Stated goal =
Output each line of the records below as a JSON list of strings, one string per line, and leave out blank lines.

-- begin Supplied records --

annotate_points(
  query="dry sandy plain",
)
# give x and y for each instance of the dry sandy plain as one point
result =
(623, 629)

-- end Supplied records --

Right answer =
[
  "annotate_points(",
  "  query=\"dry sandy plain\",",
  ")",
  "# give x and y for each instance of the dry sandy plain as one point",
  "result =",
  "(623, 629)"
]